++++ WORKING DATA
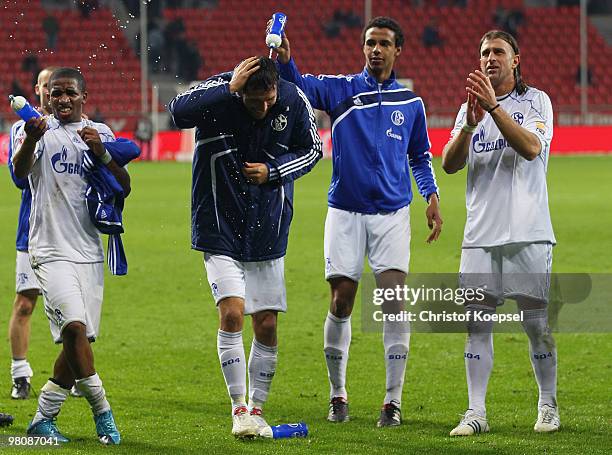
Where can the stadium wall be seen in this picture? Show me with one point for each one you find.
(177, 145)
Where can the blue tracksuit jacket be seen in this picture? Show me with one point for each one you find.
(379, 132)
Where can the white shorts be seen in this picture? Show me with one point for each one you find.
(25, 279)
(260, 284)
(73, 292)
(508, 271)
(349, 236)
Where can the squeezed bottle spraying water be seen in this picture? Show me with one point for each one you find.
(274, 38)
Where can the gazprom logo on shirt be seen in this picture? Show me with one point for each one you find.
(58, 161)
(481, 146)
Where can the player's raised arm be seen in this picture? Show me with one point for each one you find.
(16, 131)
(522, 141)
(316, 88)
(455, 152)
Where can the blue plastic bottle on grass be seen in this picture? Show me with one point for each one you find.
(286, 430)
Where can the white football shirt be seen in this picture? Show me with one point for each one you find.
(506, 195)
(60, 227)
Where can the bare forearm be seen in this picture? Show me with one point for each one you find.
(455, 152)
(524, 142)
(23, 160)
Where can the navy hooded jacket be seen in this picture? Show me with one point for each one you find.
(230, 216)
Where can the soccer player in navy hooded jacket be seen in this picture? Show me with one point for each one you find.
(255, 134)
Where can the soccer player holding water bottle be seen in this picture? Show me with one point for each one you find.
(379, 135)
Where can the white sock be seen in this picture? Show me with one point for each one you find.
(21, 368)
(478, 359)
(396, 340)
(262, 366)
(233, 365)
(543, 354)
(51, 398)
(92, 389)
(336, 342)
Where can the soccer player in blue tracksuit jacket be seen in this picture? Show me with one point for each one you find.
(379, 134)
(255, 134)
++++++++
INSTRUCTIONS TO FOLLOW:
Turn every line of the listing above into a numbered list, skipping any blank lines. Leave the pictures out of your answer.

TASK RESPONSE:
1. Where can the stadium wall be seen in this picture? Show me with one point for each one you find.
2. (177, 145)
3. Where can the blue tracksuit jacket be seen in this picture? Show me with one point for each one you find.
4. (379, 132)
5. Where can the white shorts be seen in this picture? Show me with one point for each one you find.
6. (25, 279)
7. (260, 284)
8. (73, 292)
9. (508, 271)
10. (349, 236)
11. Where can the squeezed bottle spraying water be seen in this picture? Show me with one point for each one you find.
12. (274, 38)
13. Where can the gazprom logo on shirt be seen in this picture? Show me with one point for each one you find.
14. (58, 161)
15. (481, 146)
16. Where can the player's raised arm be seen in this picture? Show me with one point for each one you find.
17. (16, 131)
18. (522, 141)
19. (316, 88)
20. (455, 152)
21. Where can the blue plastic bottle on grass be seen in this picture? Show me with one point for each one you find.
22. (286, 430)
23. Where can the white football shirt be seen in this picture? Show me with one point for each one you find.
24. (506, 195)
25. (60, 227)
26. Where can the bare forearm be seen in this picture? Show me with one point for each one you find.
27. (455, 152)
28. (524, 142)
29. (23, 160)
30. Where can the navy hooded jacket be seen in this picture? Show me with one point for each one you find.
31. (230, 216)
32. Where can the soccer player in navy hooded jacket be seen in this picture? Show me with one point for each one you find.
33. (255, 134)
34. Where can the soccer player holding water bottle be seen in this picture? Show me with one point for each one you find.
35. (379, 135)
36. Where can the white sock be seen in this picture? Show me with one point for each one you find.
37. (21, 368)
38. (478, 359)
39. (396, 340)
40. (262, 366)
41. (233, 365)
42. (543, 354)
43. (51, 398)
44. (92, 389)
45. (336, 342)
46. Where can the soccer player in blue tracksuit jacket be seen in this picture? Show me with one point for each one you find.
47. (379, 134)
48. (255, 134)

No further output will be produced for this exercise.